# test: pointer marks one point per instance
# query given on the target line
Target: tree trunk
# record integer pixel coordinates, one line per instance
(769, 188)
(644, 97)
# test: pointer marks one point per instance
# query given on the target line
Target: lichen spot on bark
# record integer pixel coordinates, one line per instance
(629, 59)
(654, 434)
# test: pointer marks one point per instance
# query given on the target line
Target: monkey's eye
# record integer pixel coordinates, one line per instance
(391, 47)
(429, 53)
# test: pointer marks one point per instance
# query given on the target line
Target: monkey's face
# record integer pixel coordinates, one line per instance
=-=-=-=-=
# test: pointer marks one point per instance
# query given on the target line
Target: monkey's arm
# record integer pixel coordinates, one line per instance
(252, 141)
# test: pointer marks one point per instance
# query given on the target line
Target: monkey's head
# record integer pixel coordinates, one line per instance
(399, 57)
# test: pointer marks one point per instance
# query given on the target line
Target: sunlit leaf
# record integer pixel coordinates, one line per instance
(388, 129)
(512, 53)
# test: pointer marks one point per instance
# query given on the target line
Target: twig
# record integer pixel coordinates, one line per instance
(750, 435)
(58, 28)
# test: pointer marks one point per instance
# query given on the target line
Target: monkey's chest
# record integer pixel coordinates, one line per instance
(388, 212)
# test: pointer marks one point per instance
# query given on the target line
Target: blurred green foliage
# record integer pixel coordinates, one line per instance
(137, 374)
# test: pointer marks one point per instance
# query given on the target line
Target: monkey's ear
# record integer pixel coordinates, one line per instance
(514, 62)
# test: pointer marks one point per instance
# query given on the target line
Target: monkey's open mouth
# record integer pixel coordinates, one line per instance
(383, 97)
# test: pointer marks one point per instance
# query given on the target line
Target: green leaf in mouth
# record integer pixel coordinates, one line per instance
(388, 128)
=-=-=-=-=
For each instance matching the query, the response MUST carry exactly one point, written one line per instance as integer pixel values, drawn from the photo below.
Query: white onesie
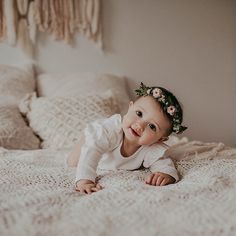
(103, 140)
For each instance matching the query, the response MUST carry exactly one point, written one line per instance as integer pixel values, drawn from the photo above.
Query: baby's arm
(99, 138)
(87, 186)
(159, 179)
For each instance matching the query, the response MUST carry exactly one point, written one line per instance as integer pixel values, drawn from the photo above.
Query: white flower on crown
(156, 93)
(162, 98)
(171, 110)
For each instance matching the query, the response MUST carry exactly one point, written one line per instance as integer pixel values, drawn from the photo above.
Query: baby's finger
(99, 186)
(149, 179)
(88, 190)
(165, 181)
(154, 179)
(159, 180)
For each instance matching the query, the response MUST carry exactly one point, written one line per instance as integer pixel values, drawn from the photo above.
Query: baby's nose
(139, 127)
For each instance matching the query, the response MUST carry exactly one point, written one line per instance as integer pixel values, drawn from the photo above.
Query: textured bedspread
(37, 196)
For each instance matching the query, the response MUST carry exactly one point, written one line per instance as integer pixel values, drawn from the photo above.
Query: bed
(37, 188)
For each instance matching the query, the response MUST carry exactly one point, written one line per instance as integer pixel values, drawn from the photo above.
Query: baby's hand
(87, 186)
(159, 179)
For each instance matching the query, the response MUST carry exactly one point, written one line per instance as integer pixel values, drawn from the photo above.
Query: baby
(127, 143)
=-=-=-=-=
WHAT IS REQUIRED:
Lines holding the string "leaf": find them in the listing above and copy each one.

TASK OUTPUT:
Target: sunlit leaf
Target: green leaf in mouth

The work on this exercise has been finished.